=== Data rows ===
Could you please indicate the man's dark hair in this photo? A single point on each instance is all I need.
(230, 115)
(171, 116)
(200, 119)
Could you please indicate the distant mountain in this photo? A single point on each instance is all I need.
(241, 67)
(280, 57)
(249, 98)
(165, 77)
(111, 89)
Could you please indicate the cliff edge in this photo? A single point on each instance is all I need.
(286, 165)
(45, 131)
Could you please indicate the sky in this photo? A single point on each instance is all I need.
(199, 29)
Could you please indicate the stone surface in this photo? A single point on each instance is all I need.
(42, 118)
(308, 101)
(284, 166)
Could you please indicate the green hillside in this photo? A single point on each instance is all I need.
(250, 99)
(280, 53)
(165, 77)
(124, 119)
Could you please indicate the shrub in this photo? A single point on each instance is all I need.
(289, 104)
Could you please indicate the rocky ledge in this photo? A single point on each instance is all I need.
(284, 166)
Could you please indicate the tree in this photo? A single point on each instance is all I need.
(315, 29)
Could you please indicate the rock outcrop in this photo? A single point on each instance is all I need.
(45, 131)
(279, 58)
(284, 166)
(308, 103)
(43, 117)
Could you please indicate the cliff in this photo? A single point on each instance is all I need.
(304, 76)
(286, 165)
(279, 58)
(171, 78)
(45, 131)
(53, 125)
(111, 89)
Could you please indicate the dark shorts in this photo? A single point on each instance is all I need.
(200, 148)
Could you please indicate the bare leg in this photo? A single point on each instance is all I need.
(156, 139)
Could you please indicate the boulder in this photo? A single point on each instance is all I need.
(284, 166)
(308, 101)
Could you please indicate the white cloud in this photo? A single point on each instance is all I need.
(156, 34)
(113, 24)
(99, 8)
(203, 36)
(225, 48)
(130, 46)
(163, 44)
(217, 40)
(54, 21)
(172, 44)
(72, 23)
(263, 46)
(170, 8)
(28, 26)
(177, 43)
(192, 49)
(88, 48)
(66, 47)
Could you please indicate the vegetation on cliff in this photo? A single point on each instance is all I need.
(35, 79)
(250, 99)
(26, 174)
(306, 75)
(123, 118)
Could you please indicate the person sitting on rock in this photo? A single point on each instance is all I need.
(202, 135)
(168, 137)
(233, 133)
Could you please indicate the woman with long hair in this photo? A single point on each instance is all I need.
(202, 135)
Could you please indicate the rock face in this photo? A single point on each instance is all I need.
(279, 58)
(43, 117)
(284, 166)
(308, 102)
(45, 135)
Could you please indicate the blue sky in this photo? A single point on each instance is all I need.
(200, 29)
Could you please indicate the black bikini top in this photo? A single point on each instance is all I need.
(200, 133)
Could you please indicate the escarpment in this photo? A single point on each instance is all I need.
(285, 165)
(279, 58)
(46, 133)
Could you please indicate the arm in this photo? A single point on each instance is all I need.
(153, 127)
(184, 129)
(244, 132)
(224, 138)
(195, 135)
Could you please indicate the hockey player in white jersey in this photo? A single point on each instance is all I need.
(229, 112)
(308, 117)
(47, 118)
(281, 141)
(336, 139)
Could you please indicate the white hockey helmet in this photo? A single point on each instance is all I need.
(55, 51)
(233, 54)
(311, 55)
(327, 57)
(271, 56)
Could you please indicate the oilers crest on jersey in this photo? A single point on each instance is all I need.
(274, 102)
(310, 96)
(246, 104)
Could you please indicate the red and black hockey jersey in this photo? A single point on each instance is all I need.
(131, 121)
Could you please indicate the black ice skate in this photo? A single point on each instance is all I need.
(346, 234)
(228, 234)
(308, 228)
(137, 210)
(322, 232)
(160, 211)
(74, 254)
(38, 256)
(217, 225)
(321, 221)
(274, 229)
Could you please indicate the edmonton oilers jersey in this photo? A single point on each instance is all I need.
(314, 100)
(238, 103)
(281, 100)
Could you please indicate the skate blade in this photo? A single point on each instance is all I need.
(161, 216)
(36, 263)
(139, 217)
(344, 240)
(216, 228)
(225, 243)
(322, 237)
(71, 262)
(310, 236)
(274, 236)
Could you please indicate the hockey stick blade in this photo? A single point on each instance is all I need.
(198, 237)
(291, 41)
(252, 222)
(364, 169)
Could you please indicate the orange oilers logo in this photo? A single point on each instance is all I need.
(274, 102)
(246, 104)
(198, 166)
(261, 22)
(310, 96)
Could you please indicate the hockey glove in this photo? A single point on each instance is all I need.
===
Task prompt
Begin at the line above that has "Could you please indicate the orange" and continue through the last of the items, copying every line in that span. Shift each coordinate in the answers by -33, and leave the wording lines as they are.

Output for this task
Could you please indicate the orange oilers logo in this photo? A single point on each instance is all I need.
(241, 69)
(213, 71)
(165, 133)
(228, -11)
(277, 63)
Could you please indicate the hockey glove in this photo? A single point on each instance is all I need.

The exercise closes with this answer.